→ What is expected: Reformat the entries below as a numbered list, covering only the lines between the one holding "the distant treeline." and the one holding "[144,281,929,630]", inclusive, and omitting any blank lines.

● ● ●

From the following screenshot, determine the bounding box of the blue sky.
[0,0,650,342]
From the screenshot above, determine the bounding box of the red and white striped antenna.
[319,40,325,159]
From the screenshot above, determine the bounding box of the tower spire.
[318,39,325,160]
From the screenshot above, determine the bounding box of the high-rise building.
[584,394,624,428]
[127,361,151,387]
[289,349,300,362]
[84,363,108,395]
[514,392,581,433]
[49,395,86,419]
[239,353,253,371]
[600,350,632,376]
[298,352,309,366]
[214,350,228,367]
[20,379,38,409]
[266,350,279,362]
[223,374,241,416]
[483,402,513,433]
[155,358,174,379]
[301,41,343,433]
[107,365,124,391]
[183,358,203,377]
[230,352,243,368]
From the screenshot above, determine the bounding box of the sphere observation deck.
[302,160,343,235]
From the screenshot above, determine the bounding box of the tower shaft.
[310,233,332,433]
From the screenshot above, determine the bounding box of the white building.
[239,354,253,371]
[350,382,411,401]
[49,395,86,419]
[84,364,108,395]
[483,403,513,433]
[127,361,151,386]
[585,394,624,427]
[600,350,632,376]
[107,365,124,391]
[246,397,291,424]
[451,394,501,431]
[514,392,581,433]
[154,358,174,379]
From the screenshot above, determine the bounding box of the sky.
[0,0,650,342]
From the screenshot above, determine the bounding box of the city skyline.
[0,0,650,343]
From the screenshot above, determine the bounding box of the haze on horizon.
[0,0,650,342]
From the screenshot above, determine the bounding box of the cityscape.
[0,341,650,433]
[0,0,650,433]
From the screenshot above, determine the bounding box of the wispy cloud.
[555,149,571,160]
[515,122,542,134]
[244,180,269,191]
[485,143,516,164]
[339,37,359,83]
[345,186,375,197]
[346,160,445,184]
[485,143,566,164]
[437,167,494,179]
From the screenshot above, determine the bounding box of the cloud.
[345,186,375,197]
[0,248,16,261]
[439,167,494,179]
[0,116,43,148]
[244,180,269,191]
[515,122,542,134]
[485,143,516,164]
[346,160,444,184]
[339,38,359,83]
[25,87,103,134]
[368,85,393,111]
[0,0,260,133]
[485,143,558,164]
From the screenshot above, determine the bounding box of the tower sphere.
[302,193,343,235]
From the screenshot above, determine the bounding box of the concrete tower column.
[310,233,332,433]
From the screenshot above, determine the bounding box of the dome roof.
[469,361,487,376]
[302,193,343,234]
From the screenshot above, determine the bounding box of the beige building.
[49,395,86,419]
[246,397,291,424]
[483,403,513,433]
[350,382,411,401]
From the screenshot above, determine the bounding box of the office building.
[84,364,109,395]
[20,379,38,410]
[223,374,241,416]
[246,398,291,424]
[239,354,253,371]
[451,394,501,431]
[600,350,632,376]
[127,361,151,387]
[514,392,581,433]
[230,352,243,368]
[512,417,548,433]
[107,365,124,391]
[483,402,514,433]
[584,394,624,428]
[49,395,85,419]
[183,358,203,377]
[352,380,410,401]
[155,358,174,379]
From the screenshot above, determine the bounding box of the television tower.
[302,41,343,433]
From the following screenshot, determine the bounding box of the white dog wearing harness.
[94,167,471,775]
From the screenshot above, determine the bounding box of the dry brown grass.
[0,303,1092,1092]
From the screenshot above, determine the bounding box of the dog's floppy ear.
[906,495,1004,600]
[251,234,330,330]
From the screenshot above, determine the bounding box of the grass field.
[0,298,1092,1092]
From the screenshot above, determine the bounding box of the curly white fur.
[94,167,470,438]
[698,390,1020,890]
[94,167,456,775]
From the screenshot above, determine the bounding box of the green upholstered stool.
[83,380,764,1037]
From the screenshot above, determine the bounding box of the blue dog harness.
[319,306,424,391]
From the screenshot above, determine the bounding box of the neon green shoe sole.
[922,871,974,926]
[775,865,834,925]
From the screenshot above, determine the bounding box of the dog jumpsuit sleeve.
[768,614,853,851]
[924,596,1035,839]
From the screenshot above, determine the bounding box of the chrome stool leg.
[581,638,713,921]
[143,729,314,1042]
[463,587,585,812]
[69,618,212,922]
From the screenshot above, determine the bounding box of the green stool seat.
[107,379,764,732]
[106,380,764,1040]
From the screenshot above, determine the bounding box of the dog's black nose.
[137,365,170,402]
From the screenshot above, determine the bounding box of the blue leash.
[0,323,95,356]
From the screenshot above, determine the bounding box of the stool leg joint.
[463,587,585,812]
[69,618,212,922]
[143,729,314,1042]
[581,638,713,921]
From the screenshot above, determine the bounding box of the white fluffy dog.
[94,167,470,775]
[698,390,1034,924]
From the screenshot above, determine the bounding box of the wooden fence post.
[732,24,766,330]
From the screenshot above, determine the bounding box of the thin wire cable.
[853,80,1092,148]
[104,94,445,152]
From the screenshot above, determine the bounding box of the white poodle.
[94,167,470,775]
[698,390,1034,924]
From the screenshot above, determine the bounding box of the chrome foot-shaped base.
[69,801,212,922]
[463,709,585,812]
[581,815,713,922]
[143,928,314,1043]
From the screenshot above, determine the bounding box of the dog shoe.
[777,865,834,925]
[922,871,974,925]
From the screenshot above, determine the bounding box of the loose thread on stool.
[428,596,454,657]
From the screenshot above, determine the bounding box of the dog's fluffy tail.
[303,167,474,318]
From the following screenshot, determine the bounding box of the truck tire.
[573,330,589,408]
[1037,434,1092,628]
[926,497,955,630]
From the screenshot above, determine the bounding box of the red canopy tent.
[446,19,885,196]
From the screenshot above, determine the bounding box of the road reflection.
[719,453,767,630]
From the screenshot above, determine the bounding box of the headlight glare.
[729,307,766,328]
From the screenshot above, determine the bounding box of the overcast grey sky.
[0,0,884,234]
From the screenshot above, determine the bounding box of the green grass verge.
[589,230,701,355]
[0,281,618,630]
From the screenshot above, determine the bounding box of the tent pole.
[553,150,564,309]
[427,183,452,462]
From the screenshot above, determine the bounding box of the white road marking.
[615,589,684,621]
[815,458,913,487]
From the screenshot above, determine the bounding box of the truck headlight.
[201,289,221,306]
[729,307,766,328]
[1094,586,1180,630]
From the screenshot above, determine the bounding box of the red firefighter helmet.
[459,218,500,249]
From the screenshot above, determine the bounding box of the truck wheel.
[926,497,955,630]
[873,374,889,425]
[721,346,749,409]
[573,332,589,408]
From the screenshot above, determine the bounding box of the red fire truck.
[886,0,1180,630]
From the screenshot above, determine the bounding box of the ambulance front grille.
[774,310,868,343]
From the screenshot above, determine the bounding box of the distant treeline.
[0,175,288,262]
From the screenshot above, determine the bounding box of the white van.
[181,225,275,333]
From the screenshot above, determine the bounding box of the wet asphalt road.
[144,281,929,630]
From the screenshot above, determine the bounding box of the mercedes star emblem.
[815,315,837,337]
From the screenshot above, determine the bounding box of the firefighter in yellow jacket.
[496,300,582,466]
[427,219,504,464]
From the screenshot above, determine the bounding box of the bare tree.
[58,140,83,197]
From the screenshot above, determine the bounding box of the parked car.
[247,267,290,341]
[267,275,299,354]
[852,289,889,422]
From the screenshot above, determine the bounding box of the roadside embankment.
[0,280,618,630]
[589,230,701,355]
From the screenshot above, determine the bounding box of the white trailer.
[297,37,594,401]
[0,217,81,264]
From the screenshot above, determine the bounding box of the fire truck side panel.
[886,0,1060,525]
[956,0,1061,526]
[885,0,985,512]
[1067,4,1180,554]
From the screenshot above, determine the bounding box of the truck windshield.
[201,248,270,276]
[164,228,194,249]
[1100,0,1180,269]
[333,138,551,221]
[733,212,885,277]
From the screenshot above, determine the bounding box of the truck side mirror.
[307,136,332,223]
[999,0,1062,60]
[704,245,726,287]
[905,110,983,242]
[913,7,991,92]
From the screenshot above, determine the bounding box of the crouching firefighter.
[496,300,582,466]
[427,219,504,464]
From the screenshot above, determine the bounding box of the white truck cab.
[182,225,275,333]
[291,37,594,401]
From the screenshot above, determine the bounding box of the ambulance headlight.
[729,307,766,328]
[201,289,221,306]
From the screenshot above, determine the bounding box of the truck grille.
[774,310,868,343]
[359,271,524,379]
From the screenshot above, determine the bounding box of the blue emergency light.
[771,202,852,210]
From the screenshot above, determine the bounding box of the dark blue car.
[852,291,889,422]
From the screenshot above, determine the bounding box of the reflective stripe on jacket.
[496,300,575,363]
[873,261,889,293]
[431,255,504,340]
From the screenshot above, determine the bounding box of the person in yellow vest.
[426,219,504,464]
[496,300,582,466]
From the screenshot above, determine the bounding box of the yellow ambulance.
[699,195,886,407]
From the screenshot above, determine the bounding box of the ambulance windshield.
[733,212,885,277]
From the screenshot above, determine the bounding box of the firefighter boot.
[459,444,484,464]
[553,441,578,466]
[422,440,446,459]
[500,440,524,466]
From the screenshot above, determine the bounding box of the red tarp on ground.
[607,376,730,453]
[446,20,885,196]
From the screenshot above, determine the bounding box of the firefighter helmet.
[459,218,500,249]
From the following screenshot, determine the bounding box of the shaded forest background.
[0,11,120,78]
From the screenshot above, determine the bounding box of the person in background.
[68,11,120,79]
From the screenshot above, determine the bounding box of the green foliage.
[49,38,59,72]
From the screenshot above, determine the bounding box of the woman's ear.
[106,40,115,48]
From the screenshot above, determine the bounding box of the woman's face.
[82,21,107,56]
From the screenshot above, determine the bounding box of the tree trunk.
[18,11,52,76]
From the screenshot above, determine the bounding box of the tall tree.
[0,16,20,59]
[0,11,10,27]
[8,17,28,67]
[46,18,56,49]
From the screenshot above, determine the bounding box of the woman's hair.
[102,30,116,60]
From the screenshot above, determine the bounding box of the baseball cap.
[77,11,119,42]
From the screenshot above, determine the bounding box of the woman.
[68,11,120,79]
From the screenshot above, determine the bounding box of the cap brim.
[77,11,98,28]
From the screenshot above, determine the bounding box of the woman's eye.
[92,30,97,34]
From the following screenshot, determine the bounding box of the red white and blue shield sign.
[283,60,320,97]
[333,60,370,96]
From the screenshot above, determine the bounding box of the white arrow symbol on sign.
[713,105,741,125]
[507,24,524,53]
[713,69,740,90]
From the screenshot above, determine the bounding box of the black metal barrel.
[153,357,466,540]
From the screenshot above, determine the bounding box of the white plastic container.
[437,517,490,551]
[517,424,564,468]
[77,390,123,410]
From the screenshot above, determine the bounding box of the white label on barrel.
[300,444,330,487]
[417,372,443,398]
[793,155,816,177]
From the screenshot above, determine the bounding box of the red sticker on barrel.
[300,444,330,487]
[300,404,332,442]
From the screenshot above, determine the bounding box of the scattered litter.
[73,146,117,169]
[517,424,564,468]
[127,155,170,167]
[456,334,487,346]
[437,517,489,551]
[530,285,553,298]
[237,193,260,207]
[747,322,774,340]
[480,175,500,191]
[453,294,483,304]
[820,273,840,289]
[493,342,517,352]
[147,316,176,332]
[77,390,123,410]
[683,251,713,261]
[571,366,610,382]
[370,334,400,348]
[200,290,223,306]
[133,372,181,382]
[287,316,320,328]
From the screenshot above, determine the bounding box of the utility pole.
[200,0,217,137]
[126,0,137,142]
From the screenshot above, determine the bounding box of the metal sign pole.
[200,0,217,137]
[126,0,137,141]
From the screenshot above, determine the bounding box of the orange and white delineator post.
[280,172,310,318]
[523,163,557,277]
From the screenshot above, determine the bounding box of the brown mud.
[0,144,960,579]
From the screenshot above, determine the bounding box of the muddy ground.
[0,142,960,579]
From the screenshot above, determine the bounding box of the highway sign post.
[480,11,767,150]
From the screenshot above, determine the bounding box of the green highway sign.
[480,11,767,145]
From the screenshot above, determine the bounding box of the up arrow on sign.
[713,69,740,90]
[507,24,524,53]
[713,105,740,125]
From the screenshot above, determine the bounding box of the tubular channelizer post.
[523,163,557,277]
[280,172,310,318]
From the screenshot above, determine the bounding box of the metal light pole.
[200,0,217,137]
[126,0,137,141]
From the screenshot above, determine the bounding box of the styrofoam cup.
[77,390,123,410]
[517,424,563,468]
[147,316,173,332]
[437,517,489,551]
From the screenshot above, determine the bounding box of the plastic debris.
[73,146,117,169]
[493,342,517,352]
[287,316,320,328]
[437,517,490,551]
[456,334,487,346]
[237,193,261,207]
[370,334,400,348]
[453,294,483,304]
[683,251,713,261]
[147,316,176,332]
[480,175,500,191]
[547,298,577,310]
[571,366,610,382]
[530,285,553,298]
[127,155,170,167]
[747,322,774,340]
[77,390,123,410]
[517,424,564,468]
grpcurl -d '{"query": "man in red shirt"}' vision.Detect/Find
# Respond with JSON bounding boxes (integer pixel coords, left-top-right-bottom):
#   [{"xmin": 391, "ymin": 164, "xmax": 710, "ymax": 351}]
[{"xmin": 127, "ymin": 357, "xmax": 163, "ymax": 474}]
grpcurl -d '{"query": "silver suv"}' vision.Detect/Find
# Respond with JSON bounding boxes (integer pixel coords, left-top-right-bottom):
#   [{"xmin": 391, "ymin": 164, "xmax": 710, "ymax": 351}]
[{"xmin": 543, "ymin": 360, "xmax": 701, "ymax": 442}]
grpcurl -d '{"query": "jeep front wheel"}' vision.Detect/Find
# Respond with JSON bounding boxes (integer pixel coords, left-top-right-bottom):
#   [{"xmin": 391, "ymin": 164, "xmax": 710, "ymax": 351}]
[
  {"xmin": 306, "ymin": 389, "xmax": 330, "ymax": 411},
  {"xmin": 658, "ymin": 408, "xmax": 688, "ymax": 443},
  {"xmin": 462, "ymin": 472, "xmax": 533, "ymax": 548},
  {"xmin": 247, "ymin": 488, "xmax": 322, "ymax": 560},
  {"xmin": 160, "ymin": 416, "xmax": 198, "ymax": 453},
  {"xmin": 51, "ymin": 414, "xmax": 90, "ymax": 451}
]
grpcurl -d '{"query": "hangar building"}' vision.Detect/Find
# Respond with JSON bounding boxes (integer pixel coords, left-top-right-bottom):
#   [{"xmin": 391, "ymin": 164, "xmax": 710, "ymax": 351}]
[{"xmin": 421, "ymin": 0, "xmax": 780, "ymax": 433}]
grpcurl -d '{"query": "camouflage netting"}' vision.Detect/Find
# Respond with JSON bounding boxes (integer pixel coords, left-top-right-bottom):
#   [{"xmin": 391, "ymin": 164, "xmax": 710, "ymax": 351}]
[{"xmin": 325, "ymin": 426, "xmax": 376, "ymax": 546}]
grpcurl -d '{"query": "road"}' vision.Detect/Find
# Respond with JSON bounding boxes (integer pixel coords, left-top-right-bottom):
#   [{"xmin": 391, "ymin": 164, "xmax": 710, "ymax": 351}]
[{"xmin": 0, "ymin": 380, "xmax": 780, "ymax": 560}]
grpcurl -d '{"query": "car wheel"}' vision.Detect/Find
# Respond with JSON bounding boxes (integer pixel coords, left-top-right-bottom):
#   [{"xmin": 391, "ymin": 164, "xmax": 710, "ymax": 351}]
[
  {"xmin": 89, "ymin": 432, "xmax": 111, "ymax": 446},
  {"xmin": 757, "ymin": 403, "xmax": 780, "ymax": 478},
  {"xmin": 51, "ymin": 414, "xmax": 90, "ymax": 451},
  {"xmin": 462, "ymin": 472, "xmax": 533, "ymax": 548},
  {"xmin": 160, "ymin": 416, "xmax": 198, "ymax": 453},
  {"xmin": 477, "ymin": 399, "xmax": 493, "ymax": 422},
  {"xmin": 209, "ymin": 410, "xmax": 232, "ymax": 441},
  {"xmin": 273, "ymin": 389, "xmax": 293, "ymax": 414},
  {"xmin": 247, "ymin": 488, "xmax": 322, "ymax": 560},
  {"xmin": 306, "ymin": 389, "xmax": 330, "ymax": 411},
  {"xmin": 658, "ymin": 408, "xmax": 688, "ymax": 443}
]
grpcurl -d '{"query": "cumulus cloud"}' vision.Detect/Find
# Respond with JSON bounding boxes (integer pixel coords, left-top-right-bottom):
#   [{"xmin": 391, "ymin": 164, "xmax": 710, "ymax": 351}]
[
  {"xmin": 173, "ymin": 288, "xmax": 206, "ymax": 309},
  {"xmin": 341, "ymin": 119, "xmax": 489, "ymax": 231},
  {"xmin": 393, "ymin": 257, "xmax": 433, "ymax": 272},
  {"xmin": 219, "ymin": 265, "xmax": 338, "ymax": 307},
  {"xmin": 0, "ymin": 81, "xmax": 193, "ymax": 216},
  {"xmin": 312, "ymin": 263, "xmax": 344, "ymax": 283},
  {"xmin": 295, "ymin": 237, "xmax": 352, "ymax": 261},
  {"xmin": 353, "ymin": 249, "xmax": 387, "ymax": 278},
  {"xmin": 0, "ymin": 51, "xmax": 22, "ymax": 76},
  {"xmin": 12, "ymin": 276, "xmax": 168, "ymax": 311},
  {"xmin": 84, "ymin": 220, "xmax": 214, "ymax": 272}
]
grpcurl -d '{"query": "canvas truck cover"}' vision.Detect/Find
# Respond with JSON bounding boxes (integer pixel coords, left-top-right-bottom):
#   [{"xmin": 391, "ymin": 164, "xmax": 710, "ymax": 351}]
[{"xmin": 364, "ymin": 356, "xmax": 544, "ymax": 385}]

● ● ●

→ Solution below:
1. From the screenshot above, determine the bounding box of the distant treeline.
2. [0,175,288,262]
3. From the screenshot above, determine the bounding box of the white van.
4. [181,225,275,333]
5. From the screenshot above, determine the bounding box of the wet asphalt road.
6. [144,281,929,630]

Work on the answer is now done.